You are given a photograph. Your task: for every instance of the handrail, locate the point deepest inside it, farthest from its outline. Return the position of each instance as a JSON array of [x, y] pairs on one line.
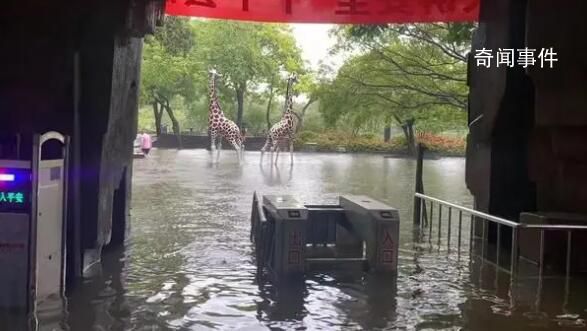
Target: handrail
[[470, 211], [503, 221]]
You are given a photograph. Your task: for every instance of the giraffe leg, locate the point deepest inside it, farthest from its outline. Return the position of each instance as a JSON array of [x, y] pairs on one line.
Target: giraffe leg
[[237, 148], [290, 139], [264, 149], [219, 147], [274, 147], [277, 149], [212, 141]]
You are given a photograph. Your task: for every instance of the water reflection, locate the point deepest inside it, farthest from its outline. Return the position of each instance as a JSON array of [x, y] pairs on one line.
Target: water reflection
[[189, 264]]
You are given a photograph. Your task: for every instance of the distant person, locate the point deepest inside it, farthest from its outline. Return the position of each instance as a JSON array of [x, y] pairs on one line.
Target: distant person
[[146, 143]]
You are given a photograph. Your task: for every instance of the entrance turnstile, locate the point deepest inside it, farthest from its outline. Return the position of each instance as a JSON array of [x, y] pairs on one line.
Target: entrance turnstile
[[291, 238], [32, 225]]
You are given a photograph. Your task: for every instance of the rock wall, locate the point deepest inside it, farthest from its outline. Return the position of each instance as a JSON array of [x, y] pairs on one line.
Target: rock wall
[[74, 67], [528, 127]]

(Goal) Please rewrite the stretch of the listing from the line containing "of the entrance" through the end of the listing, changing "instance" to "occurrence" and leaving everything else as it is.

(Result of this exercise)
You are given a photograph. Your task: for every occurrence of the entrance turnstile, locate the point deepest inside it, farthest from its outline. Return the position of each occurrence as a JSON array of [x, y] pairs on one line.
Target: entrance turnstile
[[291, 238], [32, 225]]
You are given a photograph. Your task: for every occurrence of the rock wall, locate the point deepest inside it, farthest from its outline. Return the position of each occurrence as a JSON array of [x, y] pairs on one line.
Target: rock wall
[[74, 67], [528, 127]]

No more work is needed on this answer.